## Text excerpt
"""

Hi, I work in sunflower (H. annuus) transcriptomics. I'm trying to genotype a big amount of RNAseqs samples from wild accessions (coming from distant places).
I have used the reference genome for alignment and resulted a not-so-terrible alignment rate (mean=92%,min=81%,max=95%). Now, for the BQSR step I have a reference SNP database (a big .vcf file) made from commercial cultivars (like the reference genome). Considering I expect important differences between the genomes and the reference, Is it OK to use the "reference" SNPs? Should I ignore it and use the VariantCalling->BQSR->VariantCalling approach? Or maybe a mixed approach where I feed the reference .vcf AND the new .vcf to the BQSR?
What I have googled about reference bias in variant calling, is that the bias starts in the alignment step (of course) and trikcles down from there; but not mention of this.
Now, I did a little test of both alternatives in a single sample: I called variants, hard filtered and bqsr ('self_snpdb'), parallel to just bqsr with the reference snpdb.
Firstly, only 37% of variant positions in the 'self_snpdb' where present in the 'reference_snpdb'; which make sense given the population divergence.
Then, I used GATK AnalyzeCovariates to compare the bqsr_tables. Resulting in these graphs: ('before' corresponds to the reference_db bqsr table; 'after' corresponds to the self_snpdb bqsr table)
There seems to be a clear difference, but I really don't know what to interpret from here.
Thanks for your time! Andrés

"""

In the forum post, what share of the variant positions in the 'self_snpdb' were also present in the 'reference_snpdb'?

## Given entries

"""

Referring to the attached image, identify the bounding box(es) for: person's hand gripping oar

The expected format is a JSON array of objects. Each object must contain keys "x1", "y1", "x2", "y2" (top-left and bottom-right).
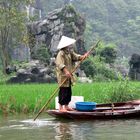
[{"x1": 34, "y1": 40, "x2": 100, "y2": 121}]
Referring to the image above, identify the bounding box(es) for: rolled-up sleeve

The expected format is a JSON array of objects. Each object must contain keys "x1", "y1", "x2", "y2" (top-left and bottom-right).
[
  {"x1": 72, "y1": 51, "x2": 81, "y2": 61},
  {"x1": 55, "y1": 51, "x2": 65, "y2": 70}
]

"""
"""

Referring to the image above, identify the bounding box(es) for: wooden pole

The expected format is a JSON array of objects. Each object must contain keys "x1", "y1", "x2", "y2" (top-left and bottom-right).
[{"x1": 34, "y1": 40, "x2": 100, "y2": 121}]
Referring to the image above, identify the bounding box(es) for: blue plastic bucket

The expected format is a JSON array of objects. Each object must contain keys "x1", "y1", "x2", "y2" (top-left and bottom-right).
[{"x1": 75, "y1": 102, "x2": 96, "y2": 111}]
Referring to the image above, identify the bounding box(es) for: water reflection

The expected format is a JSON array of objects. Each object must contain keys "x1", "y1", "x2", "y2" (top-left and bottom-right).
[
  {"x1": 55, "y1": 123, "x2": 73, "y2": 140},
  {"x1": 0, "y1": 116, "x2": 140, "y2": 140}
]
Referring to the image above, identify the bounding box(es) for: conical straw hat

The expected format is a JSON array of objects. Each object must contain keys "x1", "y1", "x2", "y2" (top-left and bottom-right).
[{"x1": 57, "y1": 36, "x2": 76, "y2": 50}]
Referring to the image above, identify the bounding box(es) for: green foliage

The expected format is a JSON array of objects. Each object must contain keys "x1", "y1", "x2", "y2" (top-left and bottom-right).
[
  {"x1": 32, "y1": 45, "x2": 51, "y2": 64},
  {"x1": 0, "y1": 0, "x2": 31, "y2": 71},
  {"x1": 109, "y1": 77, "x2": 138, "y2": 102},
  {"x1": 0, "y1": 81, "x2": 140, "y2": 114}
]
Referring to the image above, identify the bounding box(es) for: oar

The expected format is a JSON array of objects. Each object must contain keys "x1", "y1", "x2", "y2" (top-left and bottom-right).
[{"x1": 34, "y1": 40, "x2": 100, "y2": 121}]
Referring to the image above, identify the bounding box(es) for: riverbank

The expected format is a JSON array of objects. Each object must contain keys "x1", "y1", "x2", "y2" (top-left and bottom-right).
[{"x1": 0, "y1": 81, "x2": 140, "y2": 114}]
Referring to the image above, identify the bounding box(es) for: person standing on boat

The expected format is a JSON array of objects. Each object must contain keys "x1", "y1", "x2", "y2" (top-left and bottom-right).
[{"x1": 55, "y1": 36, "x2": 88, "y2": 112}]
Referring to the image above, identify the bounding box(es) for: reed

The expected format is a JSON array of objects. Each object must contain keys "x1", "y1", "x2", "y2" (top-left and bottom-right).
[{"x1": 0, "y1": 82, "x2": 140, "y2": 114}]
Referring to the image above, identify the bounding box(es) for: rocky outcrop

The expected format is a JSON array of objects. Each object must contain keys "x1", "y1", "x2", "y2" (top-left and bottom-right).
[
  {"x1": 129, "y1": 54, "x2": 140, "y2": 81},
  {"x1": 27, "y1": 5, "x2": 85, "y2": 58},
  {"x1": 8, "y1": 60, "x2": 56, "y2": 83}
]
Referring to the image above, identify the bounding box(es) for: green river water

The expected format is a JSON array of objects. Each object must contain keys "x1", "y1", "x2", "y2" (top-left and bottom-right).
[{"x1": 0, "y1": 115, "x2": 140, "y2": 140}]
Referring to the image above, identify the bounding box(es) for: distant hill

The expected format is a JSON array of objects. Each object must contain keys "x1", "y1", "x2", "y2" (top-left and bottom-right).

"""

## Answer to this task
Only 37% of them.